- **Provided data**
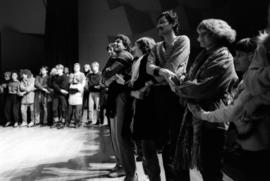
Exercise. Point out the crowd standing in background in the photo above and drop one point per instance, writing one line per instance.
(210, 113)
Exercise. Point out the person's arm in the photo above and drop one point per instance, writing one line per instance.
(22, 87)
(55, 85)
(31, 85)
(217, 73)
(123, 61)
(38, 84)
(257, 78)
(180, 55)
(224, 113)
(115, 68)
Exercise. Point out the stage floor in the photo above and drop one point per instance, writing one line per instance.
(45, 154)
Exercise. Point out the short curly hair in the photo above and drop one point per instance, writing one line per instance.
(172, 18)
(125, 39)
(26, 72)
(247, 45)
(145, 44)
(219, 29)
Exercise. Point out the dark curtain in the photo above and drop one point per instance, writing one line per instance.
(61, 34)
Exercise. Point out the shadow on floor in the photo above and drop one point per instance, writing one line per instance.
(92, 164)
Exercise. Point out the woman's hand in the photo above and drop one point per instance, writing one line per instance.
(196, 110)
(168, 75)
(120, 79)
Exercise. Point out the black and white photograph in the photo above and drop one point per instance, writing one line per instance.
(134, 90)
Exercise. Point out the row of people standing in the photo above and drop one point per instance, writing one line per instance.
(165, 85)
(52, 99)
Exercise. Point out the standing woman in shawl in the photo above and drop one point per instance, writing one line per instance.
(208, 83)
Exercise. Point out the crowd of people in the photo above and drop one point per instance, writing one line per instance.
(210, 113)
(56, 98)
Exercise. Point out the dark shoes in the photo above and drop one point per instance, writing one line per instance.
(117, 171)
(132, 178)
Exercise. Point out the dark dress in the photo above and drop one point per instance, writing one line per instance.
(141, 120)
(209, 82)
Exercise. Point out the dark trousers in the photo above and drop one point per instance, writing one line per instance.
(59, 106)
(76, 111)
(12, 108)
(167, 115)
(242, 165)
(41, 108)
(2, 112)
(211, 153)
(122, 123)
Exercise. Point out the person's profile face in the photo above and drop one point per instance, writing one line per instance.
(163, 26)
(43, 71)
(76, 68)
(14, 76)
(241, 61)
(118, 45)
(204, 39)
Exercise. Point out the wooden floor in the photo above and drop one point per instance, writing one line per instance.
(44, 154)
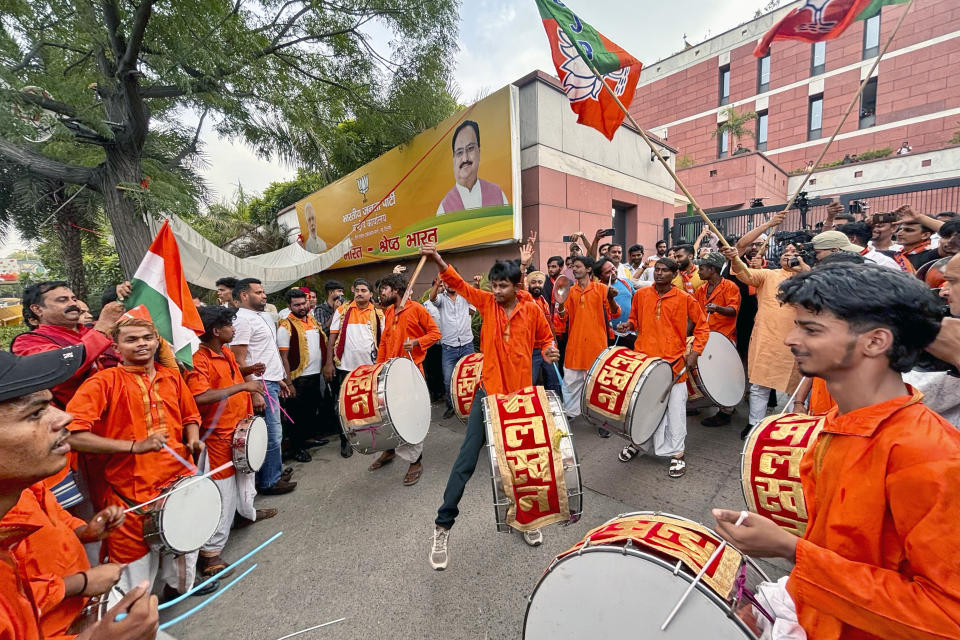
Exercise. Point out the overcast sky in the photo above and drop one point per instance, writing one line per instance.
(501, 41)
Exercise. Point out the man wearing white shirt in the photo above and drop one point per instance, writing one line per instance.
(470, 191)
(452, 313)
(255, 340)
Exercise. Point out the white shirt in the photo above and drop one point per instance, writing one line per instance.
(872, 255)
(314, 355)
(359, 346)
(258, 333)
(472, 198)
(453, 317)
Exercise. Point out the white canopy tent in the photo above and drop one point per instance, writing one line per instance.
(204, 262)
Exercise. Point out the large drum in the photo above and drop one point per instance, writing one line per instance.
(185, 517)
(719, 375)
(770, 468)
(249, 444)
(464, 383)
(624, 578)
(626, 392)
(533, 465)
(384, 405)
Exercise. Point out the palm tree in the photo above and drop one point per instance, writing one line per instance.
(735, 125)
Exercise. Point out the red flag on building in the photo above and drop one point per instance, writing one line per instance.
(576, 47)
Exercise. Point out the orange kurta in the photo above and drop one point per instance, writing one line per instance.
(725, 294)
(19, 618)
(124, 404)
(587, 312)
(413, 321)
(661, 325)
(506, 342)
(48, 556)
(213, 370)
(879, 558)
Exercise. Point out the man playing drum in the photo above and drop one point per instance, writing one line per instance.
(660, 315)
(408, 332)
(879, 557)
(720, 300)
(32, 448)
(223, 398)
(513, 326)
(138, 414)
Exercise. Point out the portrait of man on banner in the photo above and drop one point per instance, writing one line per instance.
(470, 191)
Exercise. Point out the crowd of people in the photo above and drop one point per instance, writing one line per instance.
(99, 419)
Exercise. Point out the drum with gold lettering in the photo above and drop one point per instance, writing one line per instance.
(625, 577)
(384, 405)
(626, 392)
(533, 465)
(464, 383)
(770, 468)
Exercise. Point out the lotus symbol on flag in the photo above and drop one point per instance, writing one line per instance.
(816, 24)
(579, 83)
(363, 183)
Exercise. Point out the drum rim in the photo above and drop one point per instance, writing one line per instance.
(695, 372)
(634, 551)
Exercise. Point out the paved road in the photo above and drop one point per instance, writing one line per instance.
(355, 542)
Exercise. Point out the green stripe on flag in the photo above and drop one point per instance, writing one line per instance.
(584, 37)
(874, 8)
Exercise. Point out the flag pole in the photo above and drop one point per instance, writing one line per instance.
(826, 147)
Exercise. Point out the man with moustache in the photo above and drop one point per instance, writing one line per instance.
(32, 447)
(470, 191)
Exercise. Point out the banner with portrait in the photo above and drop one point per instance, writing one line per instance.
(457, 184)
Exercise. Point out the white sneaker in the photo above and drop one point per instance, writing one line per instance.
(438, 554)
(533, 538)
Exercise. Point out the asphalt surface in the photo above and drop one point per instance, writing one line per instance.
(355, 542)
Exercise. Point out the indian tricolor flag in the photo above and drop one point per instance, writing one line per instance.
(160, 286)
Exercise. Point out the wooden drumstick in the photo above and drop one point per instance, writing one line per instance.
(703, 570)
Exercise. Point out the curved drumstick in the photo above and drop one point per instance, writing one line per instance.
(187, 614)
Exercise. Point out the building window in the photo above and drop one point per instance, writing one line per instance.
(868, 104)
(763, 74)
(871, 37)
(818, 58)
(815, 117)
(762, 122)
(724, 85)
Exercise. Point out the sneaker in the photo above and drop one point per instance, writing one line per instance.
(438, 554)
(533, 538)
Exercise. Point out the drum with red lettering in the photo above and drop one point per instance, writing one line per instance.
(626, 392)
(384, 405)
(533, 465)
(625, 577)
(719, 375)
(464, 383)
(770, 468)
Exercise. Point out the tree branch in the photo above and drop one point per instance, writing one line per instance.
(46, 167)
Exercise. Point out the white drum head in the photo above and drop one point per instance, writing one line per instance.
(648, 410)
(408, 400)
(609, 594)
(257, 443)
(721, 372)
(190, 516)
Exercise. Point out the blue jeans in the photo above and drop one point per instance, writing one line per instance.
(551, 381)
(465, 464)
(272, 467)
(451, 356)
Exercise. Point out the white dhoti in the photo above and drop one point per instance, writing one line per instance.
(671, 434)
(236, 495)
(573, 381)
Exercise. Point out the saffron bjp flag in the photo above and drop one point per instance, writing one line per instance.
(817, 20)
(577, 48)
(160, 286)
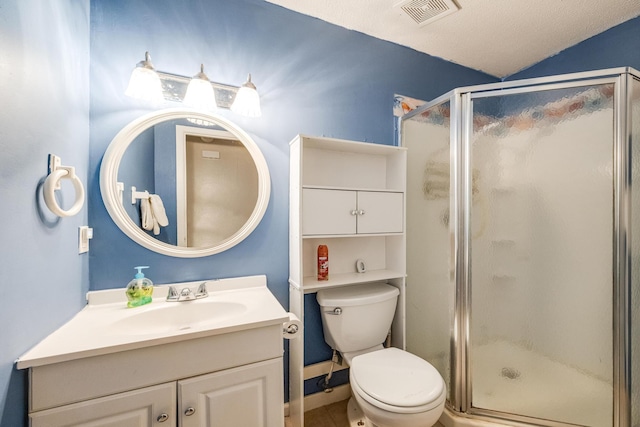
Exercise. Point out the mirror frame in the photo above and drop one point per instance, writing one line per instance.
(113, 197)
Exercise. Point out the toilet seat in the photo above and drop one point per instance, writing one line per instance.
(397, 381)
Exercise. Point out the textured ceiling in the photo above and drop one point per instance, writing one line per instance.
(499, 37)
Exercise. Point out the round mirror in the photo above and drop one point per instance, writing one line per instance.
(184, 183)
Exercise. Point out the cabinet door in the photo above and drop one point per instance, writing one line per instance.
(328, 211)
(380, 212)
(248, 396)
(151, 406)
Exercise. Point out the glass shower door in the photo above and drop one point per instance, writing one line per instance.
(430, 275)
(540, 200)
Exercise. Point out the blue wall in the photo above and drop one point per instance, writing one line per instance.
(616, 47)
(44, 81)
(314, 78)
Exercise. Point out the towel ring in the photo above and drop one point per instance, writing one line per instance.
(52, 183)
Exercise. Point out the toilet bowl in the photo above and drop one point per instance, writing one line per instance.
(392, 387)
(395, 388)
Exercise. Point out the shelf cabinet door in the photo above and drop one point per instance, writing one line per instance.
(328, 211)
(341, 212)
(380, 212)
(248, 396)
(152, 406)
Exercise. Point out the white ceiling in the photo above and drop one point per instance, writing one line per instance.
(499, 37)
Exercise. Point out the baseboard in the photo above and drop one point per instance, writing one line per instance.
(322, 368)
(317, 400)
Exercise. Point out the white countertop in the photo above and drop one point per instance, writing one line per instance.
(104, 327)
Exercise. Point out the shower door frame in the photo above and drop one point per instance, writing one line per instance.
(461, 129)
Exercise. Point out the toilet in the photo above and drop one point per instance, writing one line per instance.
(390, 387)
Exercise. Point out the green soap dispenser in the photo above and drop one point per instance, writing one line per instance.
(139, 290)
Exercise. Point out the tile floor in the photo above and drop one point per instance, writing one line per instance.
(333, 415)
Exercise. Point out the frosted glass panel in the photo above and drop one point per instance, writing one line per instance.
(430, 286)
(635, 252)
(541, 258)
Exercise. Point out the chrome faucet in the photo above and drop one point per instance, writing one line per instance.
(186, 294)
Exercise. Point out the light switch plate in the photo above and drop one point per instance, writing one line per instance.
(85, 233)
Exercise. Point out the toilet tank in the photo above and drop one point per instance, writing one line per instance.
(365, 315)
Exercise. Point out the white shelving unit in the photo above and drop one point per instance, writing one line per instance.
(349, 196)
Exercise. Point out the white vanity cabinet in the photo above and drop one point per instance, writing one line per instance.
(349, 196)
(146, 407)
(217, 369)
(235, 397)
(249, 396)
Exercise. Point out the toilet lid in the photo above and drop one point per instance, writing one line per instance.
(397, 378)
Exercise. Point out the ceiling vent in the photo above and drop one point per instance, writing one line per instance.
(424, 12)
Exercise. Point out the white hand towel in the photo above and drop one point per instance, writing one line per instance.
(158, 210)
(146, 214)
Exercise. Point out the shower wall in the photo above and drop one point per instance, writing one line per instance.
(429, 245)
(541, 260)
(542, 229)
(512, 263)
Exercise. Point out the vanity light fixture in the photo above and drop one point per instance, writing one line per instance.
(247, 102)
(199, 92)
(145, 82)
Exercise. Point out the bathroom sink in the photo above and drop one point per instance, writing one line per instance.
(106, 325)
(177, 316)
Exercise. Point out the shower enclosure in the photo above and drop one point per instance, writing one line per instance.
(523, 265)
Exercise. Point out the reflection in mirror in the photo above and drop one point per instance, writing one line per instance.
(205, 176)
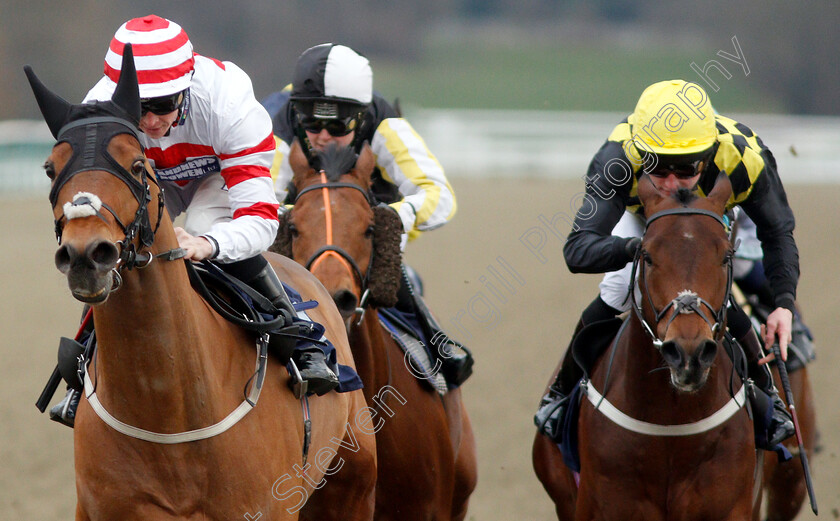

- **Task description**
Lay out as a numbered list every line from the one containing "Exercise. Point out the reflection" through the end of the records, inclusive, leaving out blank lines and any pictures.

- **Written response**
1. Exercise. Point out the reflection in mirror in the photo above and drop one point per instance, writing one line per instance.
2. (205, 176)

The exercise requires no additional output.